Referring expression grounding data
#####
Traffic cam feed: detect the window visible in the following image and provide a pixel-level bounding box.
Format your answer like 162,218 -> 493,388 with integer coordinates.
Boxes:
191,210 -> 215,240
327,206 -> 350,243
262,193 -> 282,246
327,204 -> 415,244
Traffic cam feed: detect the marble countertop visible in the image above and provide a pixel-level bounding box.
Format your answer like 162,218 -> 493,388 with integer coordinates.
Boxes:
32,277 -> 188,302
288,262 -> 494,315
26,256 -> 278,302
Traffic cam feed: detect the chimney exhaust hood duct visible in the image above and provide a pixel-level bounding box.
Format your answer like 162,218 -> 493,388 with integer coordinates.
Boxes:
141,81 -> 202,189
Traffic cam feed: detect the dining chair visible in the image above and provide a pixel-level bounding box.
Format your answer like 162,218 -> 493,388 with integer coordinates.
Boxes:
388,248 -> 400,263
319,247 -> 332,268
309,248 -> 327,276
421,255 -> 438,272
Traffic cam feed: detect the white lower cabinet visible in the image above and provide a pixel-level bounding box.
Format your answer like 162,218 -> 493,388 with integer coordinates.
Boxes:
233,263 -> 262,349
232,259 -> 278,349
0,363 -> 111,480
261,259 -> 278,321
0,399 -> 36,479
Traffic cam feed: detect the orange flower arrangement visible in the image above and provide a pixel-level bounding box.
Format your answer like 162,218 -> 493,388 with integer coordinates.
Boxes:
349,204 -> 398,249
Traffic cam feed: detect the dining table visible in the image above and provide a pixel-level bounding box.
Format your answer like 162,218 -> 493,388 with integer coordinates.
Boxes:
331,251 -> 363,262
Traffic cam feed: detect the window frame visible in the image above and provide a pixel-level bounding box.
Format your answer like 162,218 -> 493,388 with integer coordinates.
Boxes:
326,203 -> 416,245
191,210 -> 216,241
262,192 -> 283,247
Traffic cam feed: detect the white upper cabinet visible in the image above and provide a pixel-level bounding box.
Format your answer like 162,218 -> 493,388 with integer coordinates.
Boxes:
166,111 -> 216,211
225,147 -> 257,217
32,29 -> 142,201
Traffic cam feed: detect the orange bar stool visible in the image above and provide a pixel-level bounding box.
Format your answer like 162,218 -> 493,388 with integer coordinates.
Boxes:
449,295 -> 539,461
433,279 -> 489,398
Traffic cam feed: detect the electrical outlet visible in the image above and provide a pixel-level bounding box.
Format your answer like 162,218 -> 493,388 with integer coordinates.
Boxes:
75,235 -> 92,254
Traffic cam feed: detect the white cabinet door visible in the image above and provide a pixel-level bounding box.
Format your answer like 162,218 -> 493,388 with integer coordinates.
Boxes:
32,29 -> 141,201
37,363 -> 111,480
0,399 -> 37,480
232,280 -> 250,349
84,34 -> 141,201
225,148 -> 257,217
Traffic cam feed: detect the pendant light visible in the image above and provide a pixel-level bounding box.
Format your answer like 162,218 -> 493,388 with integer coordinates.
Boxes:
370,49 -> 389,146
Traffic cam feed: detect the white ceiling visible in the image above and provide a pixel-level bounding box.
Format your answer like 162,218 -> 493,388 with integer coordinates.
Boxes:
#####
* **What to work on**: With "window" as the string to find, copy every line of the records that holds it.

* **Task output**:
Traffic cam feed: detect the window visible in the following image and provide a pixel-level bounding box.
Traffic cam feed: detect the window frame visible in the image above and provide a pixel-level bounding box.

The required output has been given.